Pictures aside, each record should be reproduced exactly.

[Extracted records]
────────────────────────────────────────
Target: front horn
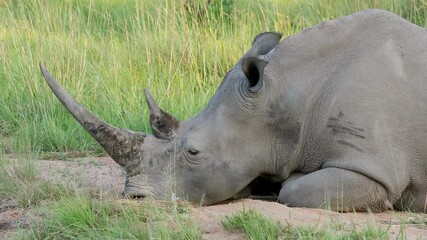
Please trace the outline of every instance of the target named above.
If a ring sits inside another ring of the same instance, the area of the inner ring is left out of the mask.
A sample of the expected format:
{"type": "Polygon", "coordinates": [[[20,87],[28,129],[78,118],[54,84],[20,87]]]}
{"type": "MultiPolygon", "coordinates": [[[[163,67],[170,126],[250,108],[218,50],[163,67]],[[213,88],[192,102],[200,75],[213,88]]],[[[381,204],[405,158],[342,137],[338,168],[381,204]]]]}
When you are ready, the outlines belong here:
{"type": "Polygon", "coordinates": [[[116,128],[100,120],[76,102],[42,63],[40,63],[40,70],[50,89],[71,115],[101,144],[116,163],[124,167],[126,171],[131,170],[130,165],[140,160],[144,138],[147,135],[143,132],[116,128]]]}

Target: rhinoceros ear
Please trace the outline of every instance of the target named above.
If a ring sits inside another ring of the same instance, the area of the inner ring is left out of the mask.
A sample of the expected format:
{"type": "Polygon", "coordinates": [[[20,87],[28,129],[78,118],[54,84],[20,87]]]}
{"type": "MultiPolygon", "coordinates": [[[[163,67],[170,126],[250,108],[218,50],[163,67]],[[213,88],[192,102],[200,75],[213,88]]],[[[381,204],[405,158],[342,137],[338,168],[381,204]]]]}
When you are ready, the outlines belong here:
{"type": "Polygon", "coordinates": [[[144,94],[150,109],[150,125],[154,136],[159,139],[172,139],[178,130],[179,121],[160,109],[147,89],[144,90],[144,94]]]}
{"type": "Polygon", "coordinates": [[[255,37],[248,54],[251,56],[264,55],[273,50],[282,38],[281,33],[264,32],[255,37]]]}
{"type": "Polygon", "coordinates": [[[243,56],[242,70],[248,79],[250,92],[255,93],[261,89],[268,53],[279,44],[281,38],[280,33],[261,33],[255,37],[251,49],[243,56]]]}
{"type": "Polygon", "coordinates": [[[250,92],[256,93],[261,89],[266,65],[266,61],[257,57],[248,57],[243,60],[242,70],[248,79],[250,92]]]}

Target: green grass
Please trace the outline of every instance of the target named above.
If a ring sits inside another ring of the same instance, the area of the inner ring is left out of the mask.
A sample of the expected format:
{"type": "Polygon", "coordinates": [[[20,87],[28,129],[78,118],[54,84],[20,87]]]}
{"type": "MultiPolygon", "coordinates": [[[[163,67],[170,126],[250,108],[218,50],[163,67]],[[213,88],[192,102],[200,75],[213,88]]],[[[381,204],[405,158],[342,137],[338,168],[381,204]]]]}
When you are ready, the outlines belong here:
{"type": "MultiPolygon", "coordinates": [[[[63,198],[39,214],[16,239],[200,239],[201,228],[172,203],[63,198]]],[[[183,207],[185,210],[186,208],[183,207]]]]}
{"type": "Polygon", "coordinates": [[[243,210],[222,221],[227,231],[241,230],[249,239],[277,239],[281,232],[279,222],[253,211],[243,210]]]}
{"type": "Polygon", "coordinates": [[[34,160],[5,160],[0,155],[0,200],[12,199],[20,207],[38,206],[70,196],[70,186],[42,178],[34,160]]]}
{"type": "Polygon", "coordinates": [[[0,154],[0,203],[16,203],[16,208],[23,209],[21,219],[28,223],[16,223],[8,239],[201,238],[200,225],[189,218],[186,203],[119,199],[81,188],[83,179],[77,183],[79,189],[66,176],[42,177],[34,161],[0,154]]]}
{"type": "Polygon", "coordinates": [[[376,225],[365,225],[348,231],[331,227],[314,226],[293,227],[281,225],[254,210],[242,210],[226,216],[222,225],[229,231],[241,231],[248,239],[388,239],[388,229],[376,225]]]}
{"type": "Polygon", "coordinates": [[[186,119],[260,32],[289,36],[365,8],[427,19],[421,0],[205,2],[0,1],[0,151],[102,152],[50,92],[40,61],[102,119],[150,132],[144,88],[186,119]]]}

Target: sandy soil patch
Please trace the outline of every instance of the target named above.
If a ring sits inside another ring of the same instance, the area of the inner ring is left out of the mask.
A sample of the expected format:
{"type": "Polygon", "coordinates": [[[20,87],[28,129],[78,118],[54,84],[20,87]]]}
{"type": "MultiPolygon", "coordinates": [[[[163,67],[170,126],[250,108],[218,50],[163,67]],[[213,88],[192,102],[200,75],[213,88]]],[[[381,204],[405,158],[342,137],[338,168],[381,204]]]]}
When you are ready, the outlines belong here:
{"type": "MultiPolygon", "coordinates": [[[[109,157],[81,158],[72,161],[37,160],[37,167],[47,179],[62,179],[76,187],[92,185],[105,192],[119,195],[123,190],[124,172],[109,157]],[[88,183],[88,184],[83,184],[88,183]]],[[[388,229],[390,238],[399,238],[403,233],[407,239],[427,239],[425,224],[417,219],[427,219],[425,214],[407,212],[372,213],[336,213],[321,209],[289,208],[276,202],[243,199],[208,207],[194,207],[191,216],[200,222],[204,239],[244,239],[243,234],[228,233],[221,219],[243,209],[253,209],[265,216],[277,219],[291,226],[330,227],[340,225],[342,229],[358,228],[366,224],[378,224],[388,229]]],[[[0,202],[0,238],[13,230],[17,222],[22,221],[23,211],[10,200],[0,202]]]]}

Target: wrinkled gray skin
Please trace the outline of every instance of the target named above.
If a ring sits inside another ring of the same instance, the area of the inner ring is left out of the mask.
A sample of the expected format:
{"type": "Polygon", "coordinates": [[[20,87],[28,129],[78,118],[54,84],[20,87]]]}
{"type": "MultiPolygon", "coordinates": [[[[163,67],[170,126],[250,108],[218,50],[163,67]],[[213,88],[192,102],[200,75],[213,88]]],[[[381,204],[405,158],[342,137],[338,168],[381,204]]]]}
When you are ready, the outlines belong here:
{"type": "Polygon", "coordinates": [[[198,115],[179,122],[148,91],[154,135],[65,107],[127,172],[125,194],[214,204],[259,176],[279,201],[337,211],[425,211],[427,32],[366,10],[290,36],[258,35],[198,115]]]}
────────────────────────────────────────
## WRITTEN SOLUTION
Target: front horn
Please trace the outline of every instance of the target named above.
If a ring sits inside another ring of the same instance, the area of the inner ring is left out of the mask.
A sample of the expected format:
{"type": "Polygon", "coordinates": [[[20,87],[28,129],[78,118],[54,84],[20,87]]]}
{"type": "MultiPolygon", "coordinates": [[[[163,67],[170,126],[250,108],[218,50],[163,67]],[[213,88],[192,102],[200,75],[213,88]]],[[[381,204],[405,158],[342,137],[338,168],[381,204]]]]}
When you are ready, the outlines belong here:
{"type": "Polygon", "coordinates": [[[116,128],[100,120],[76,102],[42,63],[40,63],[40,70],[50,89],[71,115],[101,144],[116,163],[124,167],[126,171],[131,170],[130,165],[140,160],[144,138],[147,135],[143,132],[116,128]]]}

Target: rhinoceros ear
Please trace the outline of every instance of the target named above.
If a ring sits inside another ring of the same instance, the area of the inner ring is left out of the mask.
A sample of the expected format:
{"type": "Polygon", "coordinates": [[[20,87],[28,129],[78,118],[54,84],[20,87]]]}
{"type": "MultiPolygon", "coordinates": [[[[163,67],[170,126],[250,108],[218,50],[163,67]],[[213,88],[192,102],[200,75],[213,88]]],[[[381,204],[405,158],[342,137],[338,168],[381,204]]]]}
When you are ready, the outlines belong here:
{"type": "Polygon", "coordinates": [[[144,94],[150,109],[150,125],[154,136],[159,139],[172,139],[178,130],[179,121],[160,109],[147,89],[144,90],[144,94]]]}
{"type": "Polygon", "coordinates": [[[255,37],[248,54],[251,56],[264,55],[273,50],[282,38],[281,33],[264,32],[255,37]]]}
{"type": "Polygon", "coordinates": [[[243,56],[242,70],[248,79],[250,92],[255,93],[261,89],[268,53],[279,44],[281,38],[280,33],[261,33],[255,37],[251,49],[243,56]]]}
{"type": "Polygon", "coordinates": [[[250,92],[256,93],[261,89],[266,65],[266,61],[257,57],[248,57],[243,60],[242,70],[248,79],[250,92]]]}

Target: green grass
Please trace the outline of every instance of the target named above.
If a ring sits inside another ring of the same instance, the area of the inner ring is left out of the mask.
A sample of the expected format:
{"type": "Polygon", "coordinates": [[[20,87],[28,129],[78,118],[54,84],[20,87]]]}
{"type": "MultiPolygon", "coordinates": [[[[163,67],[170,126],[250,108],[218,50],[163,67]],[[213,88],[192,102],[200,75],[213,88]]],[[[381,204],[405,158],[342,137],[338,168],[381,204]]]]}
When you are ready, the outlines belong here:
{"type": "MultiPolygon", "coordinates": [[[[63,198],[39,214],[16,239],[200,239],[201,228],[172,203],[63,198]]],[[[183,207],[185,210],[186,208],[183,207]]]]}
{"type": "Polygon", "coordinates": [[[243,210],[222,221],[227,231],[241,230],[249,239],[277,239],[281,232],[279,222],[253,211],[243,210]]]}
{"type": "Polygon", "coordinates": [[[34,160],[5,160],[0,155],[0,200],[12,199],[20,207],[38,206],[70,196],[70,186],[42,178],[34,160]]]}
{"type": "Polygon", "coordinates": [[[0,154],[0,203],[16,203],[16,208],[23,209],[21,219],[28,223],[16,223],[8,239],[201,238],[200,225],[189,218],[186,203],[119,199],[81,188],[83,179],[77,183],[79,189],[66,176],[42,177],[34,161],[0,154]]]}
{"type": "Polygon", "coordinates": [[[376,225],[365,225],[348,231],[331,227],[314,226],[293,227],[281,225],[254,210],[242,210],[226,216],[222,225],[229,231],[241,231],[248,239],[388,239],[388,229],[376,225]]]}
{"type": "Polygon", "coordinates": [[[186,119],[260,32],[289,36],[365,8],[427,19],[421,0],[205,2],[0,1],[0,151],[102,152],[50,92],[40,61],[102,119],[150,132],[144,88],[186,119]]]}

Target: sandy soil patch
Please trace the outline of every instance of the target named above.
If a ring sits inside another ring of the same instance, the area of the inner ring is left out of the mask.
A sample of the expected format:
{"type": "Polygon", "coordinates": [[[20,87],[28,129],[78,118],[54,84],[20,87]]]}
{"type": "MultiPolygon", "coordinates": [[[[163,67],[170,126],[250,108],[218,50],[163,67]],[[213,88],[192,102],[200,75],[213,88]]],[[[381,204],[405,158],[342,137],[338,168],[381,204]]]]}
When you are ready, the outlines belong here:
{"type": "MultiPolygon", "coordinates": [[[[109,157],[81,158],[72,161],[37,160],[37,167],[47,179],[62,179],[76,187],[92,185],[105,192],[119,195],[123,190],[124,172],[109,157]],[[88,183],[88,184],[83,184],[88,183]]],[[[388,229],[390,238],[399,238],[403,233],[407,239],[427,239],[425,224],[417,219],[427,219],[425,214],[407,212],[372,213],[336,213],[321,209],[289,208],[276,202],[243,199],[208,207],[194,207],[191,216],[200,222],[204,239],[244,239],[243,234],[228,233],[221,219],[243,209],[253,209],[265,216],[277,219],[291,226],[330,227],[340,225],[342,229],[358,228],[366,224],[378,224],[388,229]]],[[[0,202],[0,238],[13,230],[17,222],[22,221],[23,211],[10,200],[0,202]]]]}

Target: wrinkled gray skin
Please trace the outline of every instance of the target named above.
If a ring sits inside another ring of the same instance, the area of the inner ring is left out of the mask.
A sample of the expected format:
{"type": "Polygon", "coordinates": [[[20,87],[28,129],[78,118],[54,84],[20,87]]]}
{"type": "MultiPolygon", "coordinates": [[[[163,67],[170,126],[250,108],[218,50],[163,67]],[[213,88],[192,102],[200,75],[213,88]]],[[[381,204],[405,158],[342,137],[338,168],[381,204]]]]}
When you are ready, the outlines belong here:
{"type": "Polygon", "coordinates": [[[198,115],[179,122],[148,91],[154,135],[65,107],[127,172],[125,194],[214,204],[259,176],[279,201],[337,211],[425,211],[427,32],[366,10],[290,36],[258,35],[198,115]]]}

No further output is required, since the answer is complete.